## DATA EXCERPTS
⟨
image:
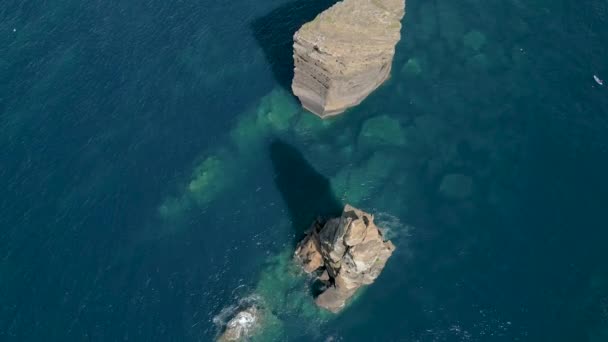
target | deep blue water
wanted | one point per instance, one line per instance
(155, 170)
⟩
⟨
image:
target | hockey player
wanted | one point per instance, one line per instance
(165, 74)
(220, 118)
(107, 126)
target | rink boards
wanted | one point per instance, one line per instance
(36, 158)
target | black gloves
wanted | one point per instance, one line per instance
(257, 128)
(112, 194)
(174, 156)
⟩
## YOUR INSTRUCTIONS
Count the lines in the data above that contain the string "target", where case must match, and reply with that number alone.

## SOLUTION
4